— start SUPPLIED MATERIAL —

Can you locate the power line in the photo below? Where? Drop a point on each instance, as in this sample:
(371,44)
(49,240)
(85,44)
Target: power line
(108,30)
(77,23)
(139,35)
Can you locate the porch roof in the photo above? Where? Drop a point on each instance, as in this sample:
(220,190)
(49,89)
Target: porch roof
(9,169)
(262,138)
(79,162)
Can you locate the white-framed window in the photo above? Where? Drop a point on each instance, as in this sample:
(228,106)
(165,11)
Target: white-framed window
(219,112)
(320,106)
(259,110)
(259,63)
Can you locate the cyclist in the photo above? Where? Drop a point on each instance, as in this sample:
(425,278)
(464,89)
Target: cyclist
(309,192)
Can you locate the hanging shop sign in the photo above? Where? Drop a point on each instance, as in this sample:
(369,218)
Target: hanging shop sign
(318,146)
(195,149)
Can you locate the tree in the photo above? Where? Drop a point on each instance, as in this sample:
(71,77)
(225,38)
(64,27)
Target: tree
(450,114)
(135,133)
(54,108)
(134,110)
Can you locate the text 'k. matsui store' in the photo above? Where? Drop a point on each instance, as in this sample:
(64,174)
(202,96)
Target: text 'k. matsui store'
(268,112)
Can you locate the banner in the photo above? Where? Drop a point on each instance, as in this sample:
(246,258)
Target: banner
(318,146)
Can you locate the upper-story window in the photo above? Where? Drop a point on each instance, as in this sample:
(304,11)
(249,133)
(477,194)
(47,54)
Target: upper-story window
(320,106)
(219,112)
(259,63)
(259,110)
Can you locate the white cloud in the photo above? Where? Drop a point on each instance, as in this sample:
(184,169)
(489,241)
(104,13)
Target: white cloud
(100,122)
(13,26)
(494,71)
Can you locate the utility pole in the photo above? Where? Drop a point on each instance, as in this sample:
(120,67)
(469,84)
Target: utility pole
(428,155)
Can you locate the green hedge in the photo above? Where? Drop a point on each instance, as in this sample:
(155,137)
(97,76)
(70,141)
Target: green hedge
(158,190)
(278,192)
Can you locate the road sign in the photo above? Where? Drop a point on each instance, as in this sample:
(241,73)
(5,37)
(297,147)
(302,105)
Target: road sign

— end SUPPLIED MATERIAL —

*TASK DIRECTIONS*
Copy the records from the line containing "Can you locate the green" through the end of the records, request lines included. Multiply each coordinate in the answer points by 2.1 and round to the nearest whole number, with halves rounding up, but leave the sample points inside the requests unchanged.

*WRITTEN SOLUTION*
Can you locate the green hedge in the photo above? Where? Drop a point on each instance, as in this sample:
(155,137)
(97,76)
(70,141)
Target: green hedge
(332,399)
(584,403)
Can you locate the road sign in the photo above? Where? Drop a point on each instance, as in this sample:
(241,73)
(5,37)
(297,147)
(302,105)
Target: road sign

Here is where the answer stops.